Modeling of a biphasic membrane reactor catalyzed by lipase immobilized in a hydrophilic/hydrophobic composite membrane

A diffusion-reaction model suitable for high enzyme loading density was developed to describe the situation of immobilized lipase in the hydrophilic cellulose acetate (CA)/hydrophobic polytetrafluoroethylene (PTFE) composite membrane. Under this situation, not all the immobilized enzyme was found to be effective, and as such, a utilization coefficient of immobilized lipase was proposed. In this paper, two different reaction systems (racemic ibuprofen ester chiral separation and olive oil hydrolysis) using immobilized lipase in hydrophilic/hydrophobic composite membrane was studied. The former system is reaction controlled and the latter is diffusion controlled. The utilization coefficient of lipase catalyzing the racemic ibuprofen ester was from 83% to 39%, decreasing with the increasing of enzyme loading from 0.3 to 2.1 g m−2. The calculation values were found to be consistent with the experimental data through the utilization coefficient of lipase, which was obtained by the first system to predict the reaction rate of the second one. The effect of substrate concentration and membrane structure on the activity of the immobilized lipase was investigated with this model. We conclude that (1) the effect of substrate concentration is double-edged, (2) utilization coefficient of lipase decreases with the increasing of enzyme loading, (3) composite membranes with thinner and more porosity hydrophobic layer leads to higher reaction rate.

# # # # #

_WHAT IS EXPECTED_
According to the membrane reactor abstract, how did the lipase utilization coefficient change for the racemic ibuprofen ester as enzyme loading increased from 0.3 to 2.1 g m−2?

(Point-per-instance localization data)
# # # # #

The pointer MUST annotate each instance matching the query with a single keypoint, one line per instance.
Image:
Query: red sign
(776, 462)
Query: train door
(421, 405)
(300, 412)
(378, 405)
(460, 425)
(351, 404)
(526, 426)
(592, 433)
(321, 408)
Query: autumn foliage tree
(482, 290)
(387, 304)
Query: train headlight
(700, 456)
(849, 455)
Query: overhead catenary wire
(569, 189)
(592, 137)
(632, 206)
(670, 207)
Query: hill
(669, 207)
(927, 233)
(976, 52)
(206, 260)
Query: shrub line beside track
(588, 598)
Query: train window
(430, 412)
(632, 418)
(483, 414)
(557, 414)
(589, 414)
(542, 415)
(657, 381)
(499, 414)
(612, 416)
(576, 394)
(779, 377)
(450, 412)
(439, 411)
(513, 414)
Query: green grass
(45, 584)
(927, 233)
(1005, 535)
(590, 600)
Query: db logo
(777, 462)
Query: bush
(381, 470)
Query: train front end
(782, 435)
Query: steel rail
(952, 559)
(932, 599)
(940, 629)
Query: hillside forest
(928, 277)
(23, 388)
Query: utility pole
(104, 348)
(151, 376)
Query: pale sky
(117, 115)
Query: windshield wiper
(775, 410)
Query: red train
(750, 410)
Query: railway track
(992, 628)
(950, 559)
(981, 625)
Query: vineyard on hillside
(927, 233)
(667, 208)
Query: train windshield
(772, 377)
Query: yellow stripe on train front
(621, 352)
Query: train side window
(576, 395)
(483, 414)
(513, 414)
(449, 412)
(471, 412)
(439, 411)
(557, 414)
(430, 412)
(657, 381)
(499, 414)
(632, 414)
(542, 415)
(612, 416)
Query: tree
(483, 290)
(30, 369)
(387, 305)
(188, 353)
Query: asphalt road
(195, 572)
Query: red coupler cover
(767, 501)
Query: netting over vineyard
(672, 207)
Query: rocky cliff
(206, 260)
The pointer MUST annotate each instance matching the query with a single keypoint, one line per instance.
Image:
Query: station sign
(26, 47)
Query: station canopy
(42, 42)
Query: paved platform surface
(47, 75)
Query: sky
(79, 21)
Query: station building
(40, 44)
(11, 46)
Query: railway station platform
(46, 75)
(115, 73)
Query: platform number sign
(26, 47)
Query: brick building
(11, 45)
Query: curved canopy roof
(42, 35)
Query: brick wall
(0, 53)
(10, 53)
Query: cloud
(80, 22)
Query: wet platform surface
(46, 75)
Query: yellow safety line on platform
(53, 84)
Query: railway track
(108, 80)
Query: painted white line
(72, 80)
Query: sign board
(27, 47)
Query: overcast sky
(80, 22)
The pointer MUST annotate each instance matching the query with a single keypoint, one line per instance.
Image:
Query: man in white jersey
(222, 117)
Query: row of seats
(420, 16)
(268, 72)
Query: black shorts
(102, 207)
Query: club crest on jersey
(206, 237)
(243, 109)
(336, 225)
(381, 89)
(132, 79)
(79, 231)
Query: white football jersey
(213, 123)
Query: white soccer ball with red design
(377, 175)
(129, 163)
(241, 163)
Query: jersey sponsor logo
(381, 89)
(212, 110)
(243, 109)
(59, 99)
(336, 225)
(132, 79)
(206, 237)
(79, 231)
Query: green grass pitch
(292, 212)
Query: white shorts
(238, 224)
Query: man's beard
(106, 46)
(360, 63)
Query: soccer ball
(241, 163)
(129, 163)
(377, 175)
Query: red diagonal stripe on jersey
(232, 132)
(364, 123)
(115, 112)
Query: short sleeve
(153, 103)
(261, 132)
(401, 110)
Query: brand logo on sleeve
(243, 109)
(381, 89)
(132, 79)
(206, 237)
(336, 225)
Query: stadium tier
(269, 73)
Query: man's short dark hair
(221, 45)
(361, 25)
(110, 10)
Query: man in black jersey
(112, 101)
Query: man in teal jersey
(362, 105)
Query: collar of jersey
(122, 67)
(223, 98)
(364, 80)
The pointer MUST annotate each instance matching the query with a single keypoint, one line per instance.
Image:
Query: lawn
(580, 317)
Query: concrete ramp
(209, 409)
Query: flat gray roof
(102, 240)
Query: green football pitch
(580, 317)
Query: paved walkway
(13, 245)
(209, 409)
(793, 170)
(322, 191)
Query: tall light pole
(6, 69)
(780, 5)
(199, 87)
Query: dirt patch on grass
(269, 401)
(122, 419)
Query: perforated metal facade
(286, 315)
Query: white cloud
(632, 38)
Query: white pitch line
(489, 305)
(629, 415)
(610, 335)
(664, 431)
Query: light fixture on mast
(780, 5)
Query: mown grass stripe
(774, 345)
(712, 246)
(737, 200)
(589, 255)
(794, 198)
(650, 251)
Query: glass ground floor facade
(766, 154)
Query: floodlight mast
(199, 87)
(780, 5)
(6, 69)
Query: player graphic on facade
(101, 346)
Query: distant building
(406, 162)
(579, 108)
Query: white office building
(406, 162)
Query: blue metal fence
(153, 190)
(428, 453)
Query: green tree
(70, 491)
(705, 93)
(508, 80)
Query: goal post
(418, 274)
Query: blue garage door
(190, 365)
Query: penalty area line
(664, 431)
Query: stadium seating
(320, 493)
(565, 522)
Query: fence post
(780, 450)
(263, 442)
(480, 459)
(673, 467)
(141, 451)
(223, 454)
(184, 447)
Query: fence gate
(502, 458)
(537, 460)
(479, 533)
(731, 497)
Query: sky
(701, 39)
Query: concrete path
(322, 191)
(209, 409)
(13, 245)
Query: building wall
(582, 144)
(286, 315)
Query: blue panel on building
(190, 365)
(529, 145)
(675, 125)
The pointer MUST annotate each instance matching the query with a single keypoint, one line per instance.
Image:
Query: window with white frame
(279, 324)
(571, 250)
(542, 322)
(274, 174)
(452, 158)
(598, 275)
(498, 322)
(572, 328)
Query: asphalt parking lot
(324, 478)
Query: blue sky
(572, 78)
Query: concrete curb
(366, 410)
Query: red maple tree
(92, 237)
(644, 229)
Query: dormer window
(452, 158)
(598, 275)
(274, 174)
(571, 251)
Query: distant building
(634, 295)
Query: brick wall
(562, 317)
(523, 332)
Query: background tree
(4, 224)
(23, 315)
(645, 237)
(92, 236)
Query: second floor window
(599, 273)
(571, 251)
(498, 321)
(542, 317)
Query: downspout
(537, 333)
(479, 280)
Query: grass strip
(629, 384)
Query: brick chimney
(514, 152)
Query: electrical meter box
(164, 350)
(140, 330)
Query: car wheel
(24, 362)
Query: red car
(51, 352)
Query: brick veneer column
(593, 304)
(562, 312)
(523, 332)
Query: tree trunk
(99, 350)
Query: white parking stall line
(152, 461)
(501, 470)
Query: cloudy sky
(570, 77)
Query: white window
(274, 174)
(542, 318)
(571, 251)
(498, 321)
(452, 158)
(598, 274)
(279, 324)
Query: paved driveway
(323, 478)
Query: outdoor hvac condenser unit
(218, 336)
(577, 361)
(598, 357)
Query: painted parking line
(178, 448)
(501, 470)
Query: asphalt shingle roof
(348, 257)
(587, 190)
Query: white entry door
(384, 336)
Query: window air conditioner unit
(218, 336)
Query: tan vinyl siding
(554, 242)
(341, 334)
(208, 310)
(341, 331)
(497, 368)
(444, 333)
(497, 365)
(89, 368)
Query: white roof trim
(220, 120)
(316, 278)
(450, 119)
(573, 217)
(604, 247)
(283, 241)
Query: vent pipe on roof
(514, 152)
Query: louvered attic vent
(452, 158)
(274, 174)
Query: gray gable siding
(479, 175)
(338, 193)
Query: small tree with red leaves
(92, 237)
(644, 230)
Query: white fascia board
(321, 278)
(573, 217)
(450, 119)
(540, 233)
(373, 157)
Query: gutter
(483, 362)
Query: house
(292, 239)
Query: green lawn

# # # # #

_OUTPUT FOR THIS EXERCISE_
It decreased from 83% to 39%.